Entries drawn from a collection
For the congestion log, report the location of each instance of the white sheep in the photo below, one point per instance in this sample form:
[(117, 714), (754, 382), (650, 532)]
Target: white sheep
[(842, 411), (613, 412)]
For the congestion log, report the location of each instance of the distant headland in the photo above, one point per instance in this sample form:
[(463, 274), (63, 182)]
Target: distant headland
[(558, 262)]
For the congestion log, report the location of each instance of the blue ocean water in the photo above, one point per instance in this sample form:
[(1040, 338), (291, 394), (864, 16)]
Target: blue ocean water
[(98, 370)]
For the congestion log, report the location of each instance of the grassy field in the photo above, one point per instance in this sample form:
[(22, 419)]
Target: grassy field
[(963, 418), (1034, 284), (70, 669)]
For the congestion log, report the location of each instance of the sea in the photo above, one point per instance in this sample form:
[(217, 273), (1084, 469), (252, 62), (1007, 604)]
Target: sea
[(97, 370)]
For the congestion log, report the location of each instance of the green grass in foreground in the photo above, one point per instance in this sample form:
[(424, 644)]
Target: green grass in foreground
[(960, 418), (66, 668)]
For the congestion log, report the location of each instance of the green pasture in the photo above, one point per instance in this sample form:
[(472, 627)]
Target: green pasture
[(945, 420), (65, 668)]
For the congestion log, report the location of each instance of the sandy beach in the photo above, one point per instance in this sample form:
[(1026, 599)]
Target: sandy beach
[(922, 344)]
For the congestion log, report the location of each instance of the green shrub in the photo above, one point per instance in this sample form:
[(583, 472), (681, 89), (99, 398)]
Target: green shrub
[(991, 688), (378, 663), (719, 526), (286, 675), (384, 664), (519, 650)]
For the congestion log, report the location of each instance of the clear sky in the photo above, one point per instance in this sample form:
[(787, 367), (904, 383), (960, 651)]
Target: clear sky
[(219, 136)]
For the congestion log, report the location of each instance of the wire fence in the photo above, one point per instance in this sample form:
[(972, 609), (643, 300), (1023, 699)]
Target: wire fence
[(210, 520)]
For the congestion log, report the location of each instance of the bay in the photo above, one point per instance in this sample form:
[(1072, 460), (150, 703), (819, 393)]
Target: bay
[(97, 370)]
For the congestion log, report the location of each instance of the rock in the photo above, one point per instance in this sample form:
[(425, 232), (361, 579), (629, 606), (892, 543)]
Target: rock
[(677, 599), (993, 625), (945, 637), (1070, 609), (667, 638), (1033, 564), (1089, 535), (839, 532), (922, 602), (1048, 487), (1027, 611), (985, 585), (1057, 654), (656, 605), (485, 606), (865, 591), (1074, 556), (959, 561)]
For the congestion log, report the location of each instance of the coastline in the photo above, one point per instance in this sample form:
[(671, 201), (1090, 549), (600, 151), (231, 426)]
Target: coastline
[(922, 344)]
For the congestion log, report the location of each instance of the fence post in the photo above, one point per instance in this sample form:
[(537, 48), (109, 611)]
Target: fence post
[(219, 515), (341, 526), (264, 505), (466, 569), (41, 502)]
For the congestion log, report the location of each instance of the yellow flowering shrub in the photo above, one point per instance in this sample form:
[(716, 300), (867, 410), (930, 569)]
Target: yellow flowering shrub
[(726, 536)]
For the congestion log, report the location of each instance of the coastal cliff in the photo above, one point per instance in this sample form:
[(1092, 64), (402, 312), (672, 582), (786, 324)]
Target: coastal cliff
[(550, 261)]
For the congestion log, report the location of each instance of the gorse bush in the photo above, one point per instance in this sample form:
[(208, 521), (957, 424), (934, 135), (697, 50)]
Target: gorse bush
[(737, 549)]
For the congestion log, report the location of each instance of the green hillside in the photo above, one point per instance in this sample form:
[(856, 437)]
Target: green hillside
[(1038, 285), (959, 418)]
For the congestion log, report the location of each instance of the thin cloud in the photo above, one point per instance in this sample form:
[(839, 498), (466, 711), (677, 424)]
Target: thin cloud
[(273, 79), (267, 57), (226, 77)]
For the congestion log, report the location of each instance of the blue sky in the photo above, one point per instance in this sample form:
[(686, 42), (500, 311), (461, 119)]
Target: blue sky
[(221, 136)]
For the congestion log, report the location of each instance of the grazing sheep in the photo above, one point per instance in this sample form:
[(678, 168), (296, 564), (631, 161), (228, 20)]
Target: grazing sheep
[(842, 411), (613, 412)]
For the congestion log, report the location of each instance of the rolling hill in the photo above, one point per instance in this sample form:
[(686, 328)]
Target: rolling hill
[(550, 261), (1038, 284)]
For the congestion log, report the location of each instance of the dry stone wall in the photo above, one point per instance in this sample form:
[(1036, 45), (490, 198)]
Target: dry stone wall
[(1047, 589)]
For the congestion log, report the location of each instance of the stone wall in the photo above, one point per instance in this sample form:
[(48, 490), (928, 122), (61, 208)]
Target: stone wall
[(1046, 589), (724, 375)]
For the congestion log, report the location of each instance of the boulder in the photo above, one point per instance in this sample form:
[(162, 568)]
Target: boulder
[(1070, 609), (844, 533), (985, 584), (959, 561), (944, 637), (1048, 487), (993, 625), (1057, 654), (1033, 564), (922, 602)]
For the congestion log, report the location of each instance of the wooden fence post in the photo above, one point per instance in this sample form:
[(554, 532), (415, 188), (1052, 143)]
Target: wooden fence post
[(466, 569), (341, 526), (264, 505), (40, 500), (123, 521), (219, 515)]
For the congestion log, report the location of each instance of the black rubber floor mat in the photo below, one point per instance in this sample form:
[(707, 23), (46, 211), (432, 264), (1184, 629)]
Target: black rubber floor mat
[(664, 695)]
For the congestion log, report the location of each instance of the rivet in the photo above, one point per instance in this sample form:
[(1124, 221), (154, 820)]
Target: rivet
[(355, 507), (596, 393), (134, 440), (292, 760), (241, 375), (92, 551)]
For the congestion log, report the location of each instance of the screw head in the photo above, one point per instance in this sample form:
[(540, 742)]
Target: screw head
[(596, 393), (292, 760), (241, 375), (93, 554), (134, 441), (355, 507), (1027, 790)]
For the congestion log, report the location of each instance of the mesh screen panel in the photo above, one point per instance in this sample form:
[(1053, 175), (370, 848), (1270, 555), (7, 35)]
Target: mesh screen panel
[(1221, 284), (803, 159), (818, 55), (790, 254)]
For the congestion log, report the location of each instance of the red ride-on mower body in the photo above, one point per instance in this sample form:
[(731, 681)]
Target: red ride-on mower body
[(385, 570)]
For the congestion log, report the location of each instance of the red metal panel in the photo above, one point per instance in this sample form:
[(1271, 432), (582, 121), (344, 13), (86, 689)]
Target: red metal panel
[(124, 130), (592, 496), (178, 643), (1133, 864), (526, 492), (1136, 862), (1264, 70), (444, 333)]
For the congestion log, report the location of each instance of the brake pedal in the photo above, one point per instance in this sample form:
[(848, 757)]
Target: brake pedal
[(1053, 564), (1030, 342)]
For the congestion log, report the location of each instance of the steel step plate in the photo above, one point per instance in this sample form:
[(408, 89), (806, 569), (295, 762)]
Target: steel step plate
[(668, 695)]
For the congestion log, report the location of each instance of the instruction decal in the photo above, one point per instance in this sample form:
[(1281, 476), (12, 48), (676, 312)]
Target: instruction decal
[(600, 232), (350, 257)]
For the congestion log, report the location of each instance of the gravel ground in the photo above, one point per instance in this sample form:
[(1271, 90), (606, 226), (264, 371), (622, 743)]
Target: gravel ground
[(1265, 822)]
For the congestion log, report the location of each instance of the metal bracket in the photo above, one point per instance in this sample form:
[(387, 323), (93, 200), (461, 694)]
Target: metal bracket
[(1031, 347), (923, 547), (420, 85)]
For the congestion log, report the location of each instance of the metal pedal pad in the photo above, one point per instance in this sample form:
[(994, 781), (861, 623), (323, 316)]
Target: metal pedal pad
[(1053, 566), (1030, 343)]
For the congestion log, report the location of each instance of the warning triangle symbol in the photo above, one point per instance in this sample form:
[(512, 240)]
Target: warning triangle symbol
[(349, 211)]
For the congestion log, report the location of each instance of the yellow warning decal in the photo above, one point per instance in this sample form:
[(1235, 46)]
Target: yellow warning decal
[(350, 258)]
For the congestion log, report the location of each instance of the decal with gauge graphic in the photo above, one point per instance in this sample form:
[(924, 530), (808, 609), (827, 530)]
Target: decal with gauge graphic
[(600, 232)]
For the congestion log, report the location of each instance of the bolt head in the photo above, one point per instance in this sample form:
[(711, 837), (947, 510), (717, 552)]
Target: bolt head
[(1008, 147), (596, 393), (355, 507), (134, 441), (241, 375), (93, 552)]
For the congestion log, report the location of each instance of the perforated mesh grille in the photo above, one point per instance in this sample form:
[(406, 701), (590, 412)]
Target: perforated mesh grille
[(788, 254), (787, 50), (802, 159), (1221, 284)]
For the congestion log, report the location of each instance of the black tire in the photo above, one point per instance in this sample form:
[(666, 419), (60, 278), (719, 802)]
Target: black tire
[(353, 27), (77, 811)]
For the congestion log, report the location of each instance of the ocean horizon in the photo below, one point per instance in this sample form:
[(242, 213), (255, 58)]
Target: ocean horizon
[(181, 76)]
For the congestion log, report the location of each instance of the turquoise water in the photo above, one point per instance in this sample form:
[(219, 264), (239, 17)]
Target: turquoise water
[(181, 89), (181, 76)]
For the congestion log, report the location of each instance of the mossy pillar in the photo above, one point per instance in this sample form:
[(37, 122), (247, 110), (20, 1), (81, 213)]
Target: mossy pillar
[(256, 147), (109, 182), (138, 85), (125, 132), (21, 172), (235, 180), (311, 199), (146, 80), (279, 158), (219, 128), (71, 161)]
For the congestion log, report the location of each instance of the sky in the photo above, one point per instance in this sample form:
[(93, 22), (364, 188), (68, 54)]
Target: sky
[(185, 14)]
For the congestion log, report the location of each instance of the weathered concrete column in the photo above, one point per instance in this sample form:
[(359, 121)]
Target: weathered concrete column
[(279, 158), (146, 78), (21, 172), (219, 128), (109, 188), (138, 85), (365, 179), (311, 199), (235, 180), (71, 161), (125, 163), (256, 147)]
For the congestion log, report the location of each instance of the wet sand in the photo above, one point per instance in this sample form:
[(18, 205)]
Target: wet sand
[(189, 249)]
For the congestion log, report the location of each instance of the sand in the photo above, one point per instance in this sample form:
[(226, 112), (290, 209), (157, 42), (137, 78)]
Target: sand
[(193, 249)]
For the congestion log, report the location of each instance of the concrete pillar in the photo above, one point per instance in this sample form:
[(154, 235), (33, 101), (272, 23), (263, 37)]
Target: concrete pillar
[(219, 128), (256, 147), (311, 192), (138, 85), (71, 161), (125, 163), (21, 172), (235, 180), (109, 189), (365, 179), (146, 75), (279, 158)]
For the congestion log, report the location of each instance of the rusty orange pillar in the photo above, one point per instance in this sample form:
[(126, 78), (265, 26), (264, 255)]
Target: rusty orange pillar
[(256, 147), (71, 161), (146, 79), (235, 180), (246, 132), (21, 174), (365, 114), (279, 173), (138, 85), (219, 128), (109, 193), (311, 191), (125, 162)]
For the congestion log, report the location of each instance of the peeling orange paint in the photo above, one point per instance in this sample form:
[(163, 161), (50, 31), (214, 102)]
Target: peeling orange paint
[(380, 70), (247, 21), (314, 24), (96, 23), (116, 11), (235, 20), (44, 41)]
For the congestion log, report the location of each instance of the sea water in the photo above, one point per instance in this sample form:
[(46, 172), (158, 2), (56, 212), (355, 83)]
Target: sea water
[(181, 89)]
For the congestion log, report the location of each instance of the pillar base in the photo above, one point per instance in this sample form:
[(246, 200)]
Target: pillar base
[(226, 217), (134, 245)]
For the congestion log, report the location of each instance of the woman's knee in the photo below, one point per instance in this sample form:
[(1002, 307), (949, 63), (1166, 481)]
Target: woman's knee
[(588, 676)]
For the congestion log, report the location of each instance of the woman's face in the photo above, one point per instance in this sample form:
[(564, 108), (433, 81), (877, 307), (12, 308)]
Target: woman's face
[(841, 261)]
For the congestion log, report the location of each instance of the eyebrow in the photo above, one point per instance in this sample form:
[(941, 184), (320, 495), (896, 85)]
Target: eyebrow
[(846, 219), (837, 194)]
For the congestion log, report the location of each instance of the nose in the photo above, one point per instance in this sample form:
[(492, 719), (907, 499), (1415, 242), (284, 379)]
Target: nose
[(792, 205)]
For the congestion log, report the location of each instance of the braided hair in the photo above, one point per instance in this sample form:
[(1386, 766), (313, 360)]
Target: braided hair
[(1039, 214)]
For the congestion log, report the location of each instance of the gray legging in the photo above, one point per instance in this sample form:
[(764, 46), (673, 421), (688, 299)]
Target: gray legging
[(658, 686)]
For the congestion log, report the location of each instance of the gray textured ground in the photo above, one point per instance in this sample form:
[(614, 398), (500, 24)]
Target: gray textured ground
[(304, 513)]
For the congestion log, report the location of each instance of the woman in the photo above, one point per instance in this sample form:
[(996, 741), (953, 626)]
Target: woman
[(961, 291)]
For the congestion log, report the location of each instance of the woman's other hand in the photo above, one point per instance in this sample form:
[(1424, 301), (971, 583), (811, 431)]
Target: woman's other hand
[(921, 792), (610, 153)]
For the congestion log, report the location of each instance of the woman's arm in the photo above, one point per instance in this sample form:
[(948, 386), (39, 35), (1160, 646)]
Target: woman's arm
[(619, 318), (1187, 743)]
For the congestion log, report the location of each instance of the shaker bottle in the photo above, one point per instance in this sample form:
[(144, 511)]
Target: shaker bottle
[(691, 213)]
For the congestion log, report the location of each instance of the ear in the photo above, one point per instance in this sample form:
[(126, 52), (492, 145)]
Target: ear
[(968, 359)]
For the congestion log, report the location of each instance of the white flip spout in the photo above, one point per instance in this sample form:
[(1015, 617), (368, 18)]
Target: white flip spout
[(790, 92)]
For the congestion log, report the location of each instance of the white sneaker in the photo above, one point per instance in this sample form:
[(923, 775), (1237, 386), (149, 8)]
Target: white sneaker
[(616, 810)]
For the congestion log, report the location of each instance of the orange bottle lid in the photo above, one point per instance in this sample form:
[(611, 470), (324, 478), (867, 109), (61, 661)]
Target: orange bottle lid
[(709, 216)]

What you will do: Copy the material from the line containing "of the weathered" through the line containing "Target: weathered concrete column", both lines included, reproducing each line character for character.

Written reply:
For the congestion log, report the location of each instance of the weathered concrete column in the photo above, one point per instance in this sample form:
[(359, 121)]
Target: weathered concrete column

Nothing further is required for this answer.